Paul Field is a British Christian musician and songwriter who has been active since the mid-1970s first with Nutshell and then later as a solo artist. He has continued to write music and his works have won several awards.

Background 

He began his career in the early 1970s with the folk trio called Jesus Revolution. The group, including Heather Bennett and Pam Thiele, renamed itself as Nutshell and recorded two albums. They have been called an English version of 2nd Chapter of Acts. Bennett and Thiele then left and were replaced by Annie McCaig and Mo McCafferty and released two further albums. After the release of Believe it or Not, in 1979, the band changed its name to Network 3 and released two singles, both produced by Cliff Richard. Between 1979 and 1981 they toured as backing singers and support act with Cliff Richard.

Network 3 disbanded and Field embarked on a solo career releasing Restless Heart in 1982. He has written six musicals, Daybreak, Visions, Breaking Bread, Burning Questions, Hopes and Dreams and Here and Now. Field continued to combine his solo career with production, songwriting and arranging. He has also written music for film, television and advertising (including British Rail, the Cabbage Patch Kids, Astro Farm, Guinness, Australian TV and the Tokyo Motor Show).

Field's song "Testify to Love", co-written with Ralph van Manen and Henk Pool, reached No. 1 on the Christian Songs for Avalon. It was later recorded by Wynonna Judd for the double-platinum soundtrack album for the TV show, Touched by an Angel which made No. 3 in the Billboard Chart. More recently the song was re-released as the title track on Avalon's Greatest Hits album. Field's songs have been recorded by Cliff Richard. These include "Thief in the Night", "This Love", "All That Matters" and the controversial "The Millennium Prayer". In the US, Field's songs have been recorded by artists including Rebecca St James, Jaci Velasquez, Phil Keaggy, Point of Grace, Natalie Grant and Jennifer Knapp and he regularly works in Nashville on various projects.

In 2001 and 2002 he travelled to India with Garth Hewitt. They co-wrote and produced an album for Christian Aid in support of the Dalit people. The Dalit Drum uses live recordings of Dalit drummers.

In 2004, one of Field's children's songs, "Surrounded by His Love", was used as part of the Queen Elizabeth's Christmas message, on Christmas Day.

Exercises:
1) Using the Paul Field text, decide whether each statement below agrees with it: (a) Network 3 released two singles produced by Cliff Richard; (b) Field has written five musicals; (c) "Testify to Love" was co-written with Garth Hewitt. For each, answer yes or no and quote the deciding words of the text.
2) Return the part of the Paul Field text that opens with the words containing "Paul Field is" and closes with "with Cliff Richard.", copied word for word.

Extracted entries:
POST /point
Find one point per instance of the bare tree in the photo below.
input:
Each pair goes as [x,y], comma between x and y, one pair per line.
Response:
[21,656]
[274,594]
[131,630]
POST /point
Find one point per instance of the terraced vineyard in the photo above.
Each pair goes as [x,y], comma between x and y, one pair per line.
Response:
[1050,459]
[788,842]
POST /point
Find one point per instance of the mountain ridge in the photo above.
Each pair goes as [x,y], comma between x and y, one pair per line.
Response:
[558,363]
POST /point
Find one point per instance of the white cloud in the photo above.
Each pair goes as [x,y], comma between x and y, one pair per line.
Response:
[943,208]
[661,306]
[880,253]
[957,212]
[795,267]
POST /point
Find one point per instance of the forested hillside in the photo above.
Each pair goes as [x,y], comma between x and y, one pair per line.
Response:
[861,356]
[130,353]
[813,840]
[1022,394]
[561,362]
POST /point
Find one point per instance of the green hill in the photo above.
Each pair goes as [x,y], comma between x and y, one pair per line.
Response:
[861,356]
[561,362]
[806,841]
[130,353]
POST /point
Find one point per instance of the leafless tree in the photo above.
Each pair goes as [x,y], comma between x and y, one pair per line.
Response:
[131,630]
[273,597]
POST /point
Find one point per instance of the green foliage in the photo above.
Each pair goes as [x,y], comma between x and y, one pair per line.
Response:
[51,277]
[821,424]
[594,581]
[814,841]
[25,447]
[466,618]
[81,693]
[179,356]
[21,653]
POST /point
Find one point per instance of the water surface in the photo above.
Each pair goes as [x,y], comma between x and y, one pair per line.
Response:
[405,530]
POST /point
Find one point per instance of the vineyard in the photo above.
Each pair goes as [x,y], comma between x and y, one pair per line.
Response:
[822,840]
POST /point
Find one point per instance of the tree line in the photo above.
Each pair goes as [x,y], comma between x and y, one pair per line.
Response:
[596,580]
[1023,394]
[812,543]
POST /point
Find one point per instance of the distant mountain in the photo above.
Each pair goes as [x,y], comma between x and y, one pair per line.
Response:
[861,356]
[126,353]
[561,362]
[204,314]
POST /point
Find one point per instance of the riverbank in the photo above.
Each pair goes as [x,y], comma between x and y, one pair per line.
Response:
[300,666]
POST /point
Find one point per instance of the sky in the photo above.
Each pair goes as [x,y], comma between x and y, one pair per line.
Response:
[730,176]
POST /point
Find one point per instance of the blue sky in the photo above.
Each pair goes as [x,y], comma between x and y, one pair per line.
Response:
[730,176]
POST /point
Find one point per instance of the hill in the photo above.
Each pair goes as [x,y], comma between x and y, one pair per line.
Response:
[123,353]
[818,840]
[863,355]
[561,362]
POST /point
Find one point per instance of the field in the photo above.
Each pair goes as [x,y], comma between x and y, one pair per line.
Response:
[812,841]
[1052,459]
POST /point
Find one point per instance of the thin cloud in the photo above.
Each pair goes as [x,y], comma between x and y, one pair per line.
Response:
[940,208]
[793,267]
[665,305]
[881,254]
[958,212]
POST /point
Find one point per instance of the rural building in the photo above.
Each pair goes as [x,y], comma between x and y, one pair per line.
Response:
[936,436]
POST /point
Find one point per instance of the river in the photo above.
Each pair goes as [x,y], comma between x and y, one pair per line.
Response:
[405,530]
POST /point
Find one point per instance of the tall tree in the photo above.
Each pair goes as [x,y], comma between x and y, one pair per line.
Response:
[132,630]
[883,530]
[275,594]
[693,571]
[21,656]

Written responses:
1)
(a) Yes: "released two singles, both produced by Cliff Richard"
(b) No: "He has written six musicals"
(c) No: "co-written with Ralph van Manen and Henk Pool"

2)
Paul Field is a British Christian musician and songwriter who has been active since the mid-1970s first with Nutshell and then later as a solo artist. He has continued to write music and his works have won several awards.

Background 

He began his career in the early 1970s with the folk trio called Jesus Revolution. The group, including Heather Bennett and Pam Thiele, renamed itself as Nutshell and recorded two albums. They have been called an English version of 2nd Chapter of Acts. Bennett and Thiele then left and were replaced by Annie McCaig and Mo McCafferty and released two further albums. After the release of Believe it or Not, in 1979, the band changed its name to Network 3 and released two singles, both produced by Cliff Richard. Between 1979 and 1981 they toured as backing singers and support act with Cliff Richard.